+++ SUPPLIED PASSAGE +++

For Dostoevsky, no ethics can be written in modo geometrico, and morality and legality are not synonymous. Therefore, genuine justice or the true balance between "crime" and "punishment" cannot be achieved on the rational scales of civil law but only on the transcendent and irrational scales of divine grace. The ultimate justice is not retribu­tive but redemptive, and it is based upon the principles of New Testament ethics: "not under law but under grace, " for "Christ is the end of law. " (Rom. 6:l4, 10:4) In "Crime and Punishment, " however, this final transi­tion from law to grace, from the lower to the higher meaning of justice, takes place only in the notoriously troublesome and seemingly unmotivated epilogue.

+++ PROVIDED MATERIAL +++

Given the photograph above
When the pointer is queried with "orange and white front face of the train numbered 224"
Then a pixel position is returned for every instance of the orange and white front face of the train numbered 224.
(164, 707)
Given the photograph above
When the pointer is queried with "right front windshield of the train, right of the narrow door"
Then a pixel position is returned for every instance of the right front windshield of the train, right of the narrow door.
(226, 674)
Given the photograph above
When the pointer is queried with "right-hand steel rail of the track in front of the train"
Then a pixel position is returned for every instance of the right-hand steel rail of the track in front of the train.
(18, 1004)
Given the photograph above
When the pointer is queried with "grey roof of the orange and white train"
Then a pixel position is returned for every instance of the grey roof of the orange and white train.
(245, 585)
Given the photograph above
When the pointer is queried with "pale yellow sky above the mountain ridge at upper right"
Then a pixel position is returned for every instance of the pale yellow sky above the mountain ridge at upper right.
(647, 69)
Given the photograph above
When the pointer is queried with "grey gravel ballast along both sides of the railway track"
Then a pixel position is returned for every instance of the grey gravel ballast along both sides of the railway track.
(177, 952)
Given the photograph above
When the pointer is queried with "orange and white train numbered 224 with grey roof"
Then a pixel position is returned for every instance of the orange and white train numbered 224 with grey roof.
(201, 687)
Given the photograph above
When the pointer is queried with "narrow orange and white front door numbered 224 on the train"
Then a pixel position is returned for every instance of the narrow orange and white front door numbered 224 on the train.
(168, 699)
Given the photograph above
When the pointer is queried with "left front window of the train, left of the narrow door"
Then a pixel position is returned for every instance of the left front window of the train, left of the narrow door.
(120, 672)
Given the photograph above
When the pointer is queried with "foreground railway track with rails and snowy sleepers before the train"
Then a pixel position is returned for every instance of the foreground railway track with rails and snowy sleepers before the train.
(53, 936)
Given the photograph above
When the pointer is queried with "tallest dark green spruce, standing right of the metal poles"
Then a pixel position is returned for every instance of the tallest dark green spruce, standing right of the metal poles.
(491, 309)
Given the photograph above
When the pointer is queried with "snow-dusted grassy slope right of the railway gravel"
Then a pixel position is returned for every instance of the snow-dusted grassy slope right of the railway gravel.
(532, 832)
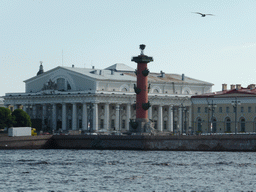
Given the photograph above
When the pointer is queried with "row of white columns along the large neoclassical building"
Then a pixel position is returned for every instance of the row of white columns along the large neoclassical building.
(107, 116)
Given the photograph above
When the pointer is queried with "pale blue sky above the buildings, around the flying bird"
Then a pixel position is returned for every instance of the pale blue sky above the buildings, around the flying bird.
(217, 49)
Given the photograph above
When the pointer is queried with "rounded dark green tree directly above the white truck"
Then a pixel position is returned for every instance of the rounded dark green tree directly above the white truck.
(22, 119)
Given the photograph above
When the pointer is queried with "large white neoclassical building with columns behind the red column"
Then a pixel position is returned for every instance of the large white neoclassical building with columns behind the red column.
(71, 98)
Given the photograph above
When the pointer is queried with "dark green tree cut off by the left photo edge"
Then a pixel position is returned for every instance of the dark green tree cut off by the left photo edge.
(6, 119)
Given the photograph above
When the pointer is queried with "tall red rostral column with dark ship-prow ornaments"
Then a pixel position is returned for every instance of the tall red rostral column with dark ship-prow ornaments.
(141, 89)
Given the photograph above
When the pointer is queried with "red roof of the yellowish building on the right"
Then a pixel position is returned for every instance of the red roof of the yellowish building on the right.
(248, 91)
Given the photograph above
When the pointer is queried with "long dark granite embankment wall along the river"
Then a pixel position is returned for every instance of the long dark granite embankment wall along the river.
(136, 142)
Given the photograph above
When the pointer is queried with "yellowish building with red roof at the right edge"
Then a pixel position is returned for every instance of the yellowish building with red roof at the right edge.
(226, 111)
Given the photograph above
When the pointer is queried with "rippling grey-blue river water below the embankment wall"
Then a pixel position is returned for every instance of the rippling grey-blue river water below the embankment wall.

+++

**WORK INSTRUCTIONS:**
A - Quote the Dostoevsky passage word for word. Begin at the words "For Dostoevsky, no" and stop after "seemingly unmotivated epilogue.".
B - Decide whether each statement agrees with the Dostoevsky passage, answering yes or no and quoting the words from it that settle the matter. (i) For Dostoevsky, morality and legality mean the same thing. (ii) Genuine justice can be reached on the rational scales of civil law. (iii) In "Crime and Punishment," the move from law to grace happens only in the epilogue.

**EXERCISE SOLUTIONS:**
A -
For Dostoevsky, no ethics can be written in modo geometrico, and morality and legality are not synonymous. Therefore, genuine justice or the true balance between "crime" and "punishment" cannot be achieved on the rational scales of civil law but only on the transcendent and irrational scales of divine grace. The ultimate justice is not retribu­tive but redemptive, and it is based upon the principles of New Testament ethics: "not under law but under grace, " for "Christ is the end of law. " (Rom. 6:l4, 10:4) In "Crime and Punishment, " however, this final transi­tion from law to grace, from the lower to the higher meaning of justice, takes place only in the notoriously troublesome and seemingly unmotivated epilogue.

B -
(i) No: "morality and legality are not synonymous"
(ii) No: "cannot be achieved on the rational scales of civil law"
(iii) Yes: "takes place only in the notoriously troublesome and seemingly unmotivated epilogue"